**Activity:**
Of the records that follow, copy only the lines from the line containing "Target: wall air vent" to the line containing "Target: abstract painting", both included, exactly as written.

**Extracted entries:**
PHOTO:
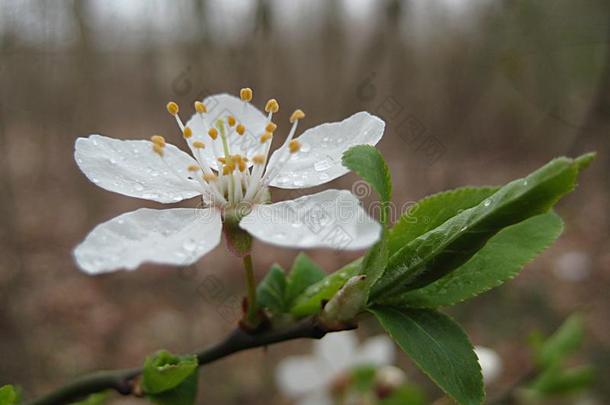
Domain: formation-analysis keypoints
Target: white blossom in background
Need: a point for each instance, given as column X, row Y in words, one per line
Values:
column 309, row 379
column 490, row 362
column 231, row 169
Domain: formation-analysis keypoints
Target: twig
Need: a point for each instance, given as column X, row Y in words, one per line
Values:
column 125, row 381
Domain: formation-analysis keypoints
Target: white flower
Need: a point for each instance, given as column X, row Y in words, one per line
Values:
column 230, row 141
column 310, row 378
column 490, row 362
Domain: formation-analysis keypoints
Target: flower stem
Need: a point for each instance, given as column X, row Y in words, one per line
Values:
column 251, row 285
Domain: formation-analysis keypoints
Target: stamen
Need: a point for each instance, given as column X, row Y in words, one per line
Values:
column 158, row 149
column 266, row 136
column 210, row 177
column 270, row 127
column 272, row 106
column 294, row 146
column 172, row 108
column 200, row 107
column 245, row 94
column 158, row 140
column 259, row 159
column 297, row 115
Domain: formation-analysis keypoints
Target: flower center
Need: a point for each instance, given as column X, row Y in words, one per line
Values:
column 232, row 181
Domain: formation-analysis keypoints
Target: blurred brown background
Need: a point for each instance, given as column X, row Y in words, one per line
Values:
column 473, row 92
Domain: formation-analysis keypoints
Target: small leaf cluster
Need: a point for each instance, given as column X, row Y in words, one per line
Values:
column 452, row 246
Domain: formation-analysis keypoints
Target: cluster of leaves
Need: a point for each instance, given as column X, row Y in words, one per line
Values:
column 451, row 247
column 553, row 378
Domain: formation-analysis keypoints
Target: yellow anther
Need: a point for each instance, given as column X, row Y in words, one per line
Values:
column 272, row 106
column 259, row 159
column 270, row 127
column 158, row 140
column 245, row 94
column 297, row 115
column 209, row 177
column 158, row 149
column 228, row 168
column 294, row 146
column 172, row 108
column 200, row 107
column 266, row 136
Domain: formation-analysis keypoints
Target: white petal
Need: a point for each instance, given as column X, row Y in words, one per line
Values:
column 331, row 219
column 176, row 236
column 319, row 160
column 337, row 350
column 298, row 375
column 131, row 168
column 219, row 107
column 491, row 363
column 376, row 351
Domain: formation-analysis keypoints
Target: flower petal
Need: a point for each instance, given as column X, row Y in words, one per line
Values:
column 319, row 160
column 178, row 236
column 337, row 350
column 331, row 219
column 219, row 107
column 131, row 168
column 376, row 351
column 299, row 375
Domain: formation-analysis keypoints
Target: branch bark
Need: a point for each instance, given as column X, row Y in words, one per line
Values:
column 125, row 381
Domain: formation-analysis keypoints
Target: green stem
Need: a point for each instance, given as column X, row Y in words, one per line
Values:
column 251, row 285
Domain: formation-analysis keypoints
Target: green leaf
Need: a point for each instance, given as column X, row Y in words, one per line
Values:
column 271, row 292
column 184, row 394
column 9, row 395
column 441, row 250
column 304, row 272
column 367, row 162
column 375, row 260
column 310, row 301
column 163, row 371
column 93, row 399
column 501, row 259
column 555, row 381
column 439, row 347
column 432, row 211
column 565, row 341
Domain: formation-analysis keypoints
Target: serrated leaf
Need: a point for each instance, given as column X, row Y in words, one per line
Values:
column 565, row 341
column 501, row 259
column 271, row 291
column 439, row 347
column 444, row 248
column 432, row 211
column 367, row 162
column 310, row 301
column 304, row 273
column 9, row 395
column 375, row 260
column 184, row 394
column 163, row 371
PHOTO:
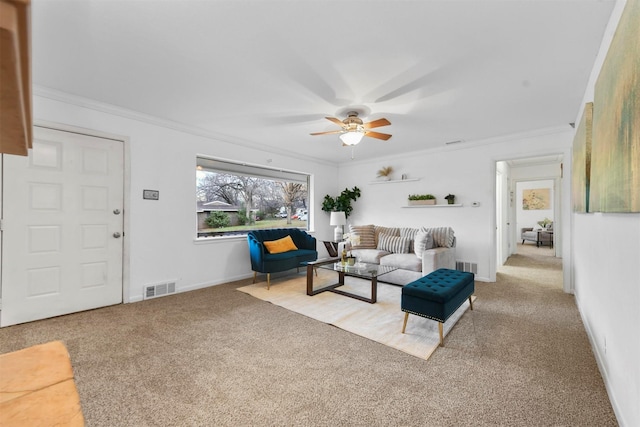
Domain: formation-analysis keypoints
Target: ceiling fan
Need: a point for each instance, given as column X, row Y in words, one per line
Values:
column 353, row 129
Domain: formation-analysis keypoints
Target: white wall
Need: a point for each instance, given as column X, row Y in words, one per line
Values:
column 466, row 170
column 161, row 234
column 606, row 272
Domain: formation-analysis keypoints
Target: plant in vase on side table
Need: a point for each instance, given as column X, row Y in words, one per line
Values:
column 350, row 239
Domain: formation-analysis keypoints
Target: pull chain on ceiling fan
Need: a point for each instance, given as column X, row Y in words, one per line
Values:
column 353, row 129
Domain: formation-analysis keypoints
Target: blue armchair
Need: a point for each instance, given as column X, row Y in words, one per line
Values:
column 264, row 262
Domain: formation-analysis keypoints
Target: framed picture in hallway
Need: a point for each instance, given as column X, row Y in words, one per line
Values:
column 536, row 199
column 615, row 160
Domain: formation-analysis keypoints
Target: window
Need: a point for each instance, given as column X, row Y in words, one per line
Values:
column 234, row 198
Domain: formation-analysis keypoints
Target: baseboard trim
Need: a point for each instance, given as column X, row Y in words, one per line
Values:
column 601, row 365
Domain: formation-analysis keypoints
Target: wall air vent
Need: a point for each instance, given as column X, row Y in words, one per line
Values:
column 159, row 290
column 469, row 267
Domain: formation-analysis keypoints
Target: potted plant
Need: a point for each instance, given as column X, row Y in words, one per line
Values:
column 342, row 202
column 422, row 199
column 385, row 173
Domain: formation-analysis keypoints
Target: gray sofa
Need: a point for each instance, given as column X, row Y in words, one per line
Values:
column 416, row 252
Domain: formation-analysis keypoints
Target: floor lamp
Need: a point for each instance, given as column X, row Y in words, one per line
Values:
column 338, row 219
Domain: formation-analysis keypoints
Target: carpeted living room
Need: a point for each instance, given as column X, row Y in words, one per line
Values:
column 217, row 356
column 319, row 213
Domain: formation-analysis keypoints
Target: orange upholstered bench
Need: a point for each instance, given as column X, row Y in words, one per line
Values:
column 37, row 388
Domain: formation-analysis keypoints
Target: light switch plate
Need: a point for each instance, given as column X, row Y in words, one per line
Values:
column 150, row 194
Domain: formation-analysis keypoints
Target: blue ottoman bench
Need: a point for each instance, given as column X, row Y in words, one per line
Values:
column 437, row 296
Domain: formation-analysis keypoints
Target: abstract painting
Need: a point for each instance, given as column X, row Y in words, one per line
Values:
column 581, row 169
column 536, row 199
column 615, row 153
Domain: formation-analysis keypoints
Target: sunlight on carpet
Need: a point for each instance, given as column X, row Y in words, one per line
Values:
column 380, row 322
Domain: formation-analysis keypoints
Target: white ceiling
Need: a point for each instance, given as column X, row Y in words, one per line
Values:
column 266, row 73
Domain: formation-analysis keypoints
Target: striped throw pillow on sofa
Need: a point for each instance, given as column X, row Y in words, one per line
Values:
column 366, row 234
column 394, row 244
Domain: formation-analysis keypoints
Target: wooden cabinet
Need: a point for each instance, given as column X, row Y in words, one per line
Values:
column 16, row 121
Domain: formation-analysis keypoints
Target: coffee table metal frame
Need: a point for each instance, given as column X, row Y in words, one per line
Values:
column 361, row 270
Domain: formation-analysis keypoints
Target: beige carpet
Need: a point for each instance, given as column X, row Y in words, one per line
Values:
column 219, row 357
column 380, row 322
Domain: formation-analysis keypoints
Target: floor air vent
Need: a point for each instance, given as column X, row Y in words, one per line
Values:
column 159, row 290
column 470, row 267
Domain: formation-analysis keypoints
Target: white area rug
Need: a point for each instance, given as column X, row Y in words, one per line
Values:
column 380, row 322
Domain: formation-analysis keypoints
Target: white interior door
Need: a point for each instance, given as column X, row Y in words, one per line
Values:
column 62, row 226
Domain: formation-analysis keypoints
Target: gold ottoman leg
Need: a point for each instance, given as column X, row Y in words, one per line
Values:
column 406, row 317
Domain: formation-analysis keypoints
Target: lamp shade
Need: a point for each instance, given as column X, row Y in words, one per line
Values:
column 352, row 137
column 338, row 218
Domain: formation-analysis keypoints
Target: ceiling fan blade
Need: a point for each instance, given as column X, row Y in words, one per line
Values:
column 327, row 133
column 372, row 134
column 336, row 121
column 376, row 123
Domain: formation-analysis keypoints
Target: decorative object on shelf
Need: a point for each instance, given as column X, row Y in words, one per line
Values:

**Final answer:**
Target: wall air vent
Need: a point for each instance, given as column X, row Y in words, one per line
Values:
column 159, row 290
column 469, row 267
Domain: formation-analysis keypoints
Target: potted plant
Need: a point for each instance, given as column X, row Y in words, one per line
Values:
column 342, row 202
column 422, row 199
column 385, row 173
Domain: formation-analysis keypoints
Target: gray sofa
Need: a point for each instance, given as column X, row Y in words, one per line
Values:
column 416, row 252
Domain: formation-analysis keypoints
Target: floor lamp
Need: a point for each instance, given as column X, row Y in words, one per line
Values:
column 338, row 219
Domain: formation-analysis keypoints
Target: carpeted living room
Need: a point for each instance, given as column X, row Y in words, one per line
Values:
column 217, row 356
column 319, row 213
Domain: formation-analysis keypoints
Target: orange upholstered bench
Need: a point for each instance, given as column X, row Y in words, one per line
Values:
column 37, row 388
Domain: formation-analysis keypoints
Target: light switch plate
Need: a point for each instance, given as column X, row Y in words, one per line
Values:
column 150, row 194
Domain: formation-analysis keypoints
Target: blue ottoman bench
Need: a point for each instance, given as column X, row Y in words, one per line
Values:
column 437, row 296
Domain: formation-analysis keypoints
Target: abstract painting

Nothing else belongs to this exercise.